-------- DATA SUPPLIED

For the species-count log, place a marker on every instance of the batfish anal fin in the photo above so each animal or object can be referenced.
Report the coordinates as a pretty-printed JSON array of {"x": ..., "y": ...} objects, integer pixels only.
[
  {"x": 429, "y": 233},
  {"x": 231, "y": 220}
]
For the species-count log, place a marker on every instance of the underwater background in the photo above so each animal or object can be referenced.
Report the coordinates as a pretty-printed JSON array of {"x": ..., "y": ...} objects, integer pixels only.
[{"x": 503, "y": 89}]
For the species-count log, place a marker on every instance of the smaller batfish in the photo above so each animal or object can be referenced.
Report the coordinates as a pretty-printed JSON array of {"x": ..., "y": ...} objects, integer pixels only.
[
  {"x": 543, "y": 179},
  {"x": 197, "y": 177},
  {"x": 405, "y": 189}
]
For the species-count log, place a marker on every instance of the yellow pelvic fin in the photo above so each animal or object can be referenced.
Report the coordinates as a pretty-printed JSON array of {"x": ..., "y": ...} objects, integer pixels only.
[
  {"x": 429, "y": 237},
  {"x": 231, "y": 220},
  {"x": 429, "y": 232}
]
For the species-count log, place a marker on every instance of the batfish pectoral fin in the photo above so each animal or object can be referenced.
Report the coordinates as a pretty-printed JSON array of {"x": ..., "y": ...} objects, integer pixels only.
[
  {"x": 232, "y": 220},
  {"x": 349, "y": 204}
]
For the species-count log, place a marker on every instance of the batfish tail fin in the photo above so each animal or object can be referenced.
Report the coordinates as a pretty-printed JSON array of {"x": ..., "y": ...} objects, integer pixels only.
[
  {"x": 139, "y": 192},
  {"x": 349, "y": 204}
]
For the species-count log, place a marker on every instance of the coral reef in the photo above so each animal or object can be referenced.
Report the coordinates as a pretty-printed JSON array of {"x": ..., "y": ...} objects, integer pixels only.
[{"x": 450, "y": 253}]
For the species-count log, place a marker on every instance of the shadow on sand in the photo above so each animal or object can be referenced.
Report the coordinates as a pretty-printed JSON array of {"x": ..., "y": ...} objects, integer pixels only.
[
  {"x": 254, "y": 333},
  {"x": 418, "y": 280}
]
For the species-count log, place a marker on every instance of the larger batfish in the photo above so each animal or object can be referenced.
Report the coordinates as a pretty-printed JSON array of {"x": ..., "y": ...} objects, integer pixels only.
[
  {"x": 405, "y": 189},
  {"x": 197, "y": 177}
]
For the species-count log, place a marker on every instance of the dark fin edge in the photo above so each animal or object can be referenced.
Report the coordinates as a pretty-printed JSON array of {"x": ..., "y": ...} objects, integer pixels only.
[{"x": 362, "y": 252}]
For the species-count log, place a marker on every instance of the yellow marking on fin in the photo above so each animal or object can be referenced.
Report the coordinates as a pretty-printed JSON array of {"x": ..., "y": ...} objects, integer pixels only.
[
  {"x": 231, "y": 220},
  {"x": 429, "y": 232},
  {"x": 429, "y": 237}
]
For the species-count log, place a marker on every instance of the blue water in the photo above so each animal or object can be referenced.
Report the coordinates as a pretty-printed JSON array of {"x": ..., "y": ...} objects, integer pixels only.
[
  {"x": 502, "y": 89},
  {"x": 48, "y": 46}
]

----------------
-------- DATA SUPPLIED

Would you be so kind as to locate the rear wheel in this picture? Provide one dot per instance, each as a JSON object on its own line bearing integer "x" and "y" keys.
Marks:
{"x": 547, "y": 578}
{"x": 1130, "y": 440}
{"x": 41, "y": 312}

----------------

Provide every line from the material that contains the word "count".

— WORKED SOLUTION —
For the species-count log, place a marker on every instance of the batfish anal fin in the photo above so each animal or object can be referenced.
For the species-count log, place a marker on every instance of the underwater background in the photo above so each animal or object can be referenced.
For the species-count log, place a marker on every instance of the smaller batfish in the photo above so each animal or object can be referenced.
For the species-count log, place a marker on every instance of the yellow pelvic fin in the photo above so each animal or object can be referenced.
For the species-count log, place a marker on every instance of the batfish pectoral fin in the photo above so each animal or object can be referenced.
For the species-count log, place a marker on every instance of the batfish tail fin in the photo above so each animal or object can be referenced.
For the species-count log, place a marker on every instance of the coral reef in the photo above so each animal or object can be referenced.
For the species-count log, place a marker on every instance of the shadow on sand in the photo above so each animal or object can be referenced.
For the species-count log, place a marker on every instance of the larger batfish in the photo above so each animal or object can be referenced.
For the species-count log, place a marker on every instance of the dark fin edge in the photo above so each animal or object can be referenced.
For the species-count log, place a marker on every instance of the yellow marking on fin in the photo above so each animal or object can be referenced.
For the species-count log, place a marker on every instance of the blue water in the photo above so each animal or object can be referenced.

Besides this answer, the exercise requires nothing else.